Aim of the task >>
The full listing, copied exactly and free of pictures, is the expected reply.

_ _ _ _ _

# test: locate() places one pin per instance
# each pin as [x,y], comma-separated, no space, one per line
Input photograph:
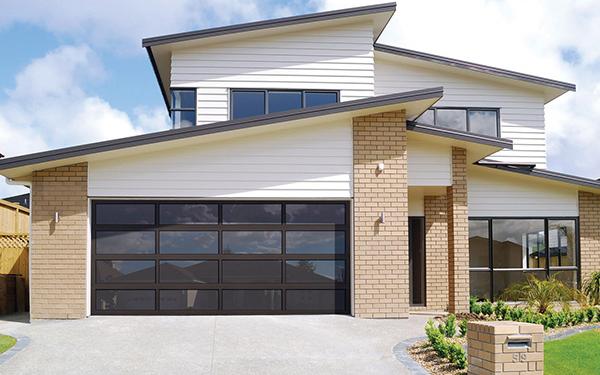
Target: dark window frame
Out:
[172,109]
[467,110]
[266,95]
[547,269]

_ _ _ _ _

Written response >>
# test: locate() places one pin per instance
# each pin as [x,y], comma-separated, no space, one per line
Input photograph:
Target: dark window frame
Out:
[172,109]
[467,110]
[266,95]
[547,269]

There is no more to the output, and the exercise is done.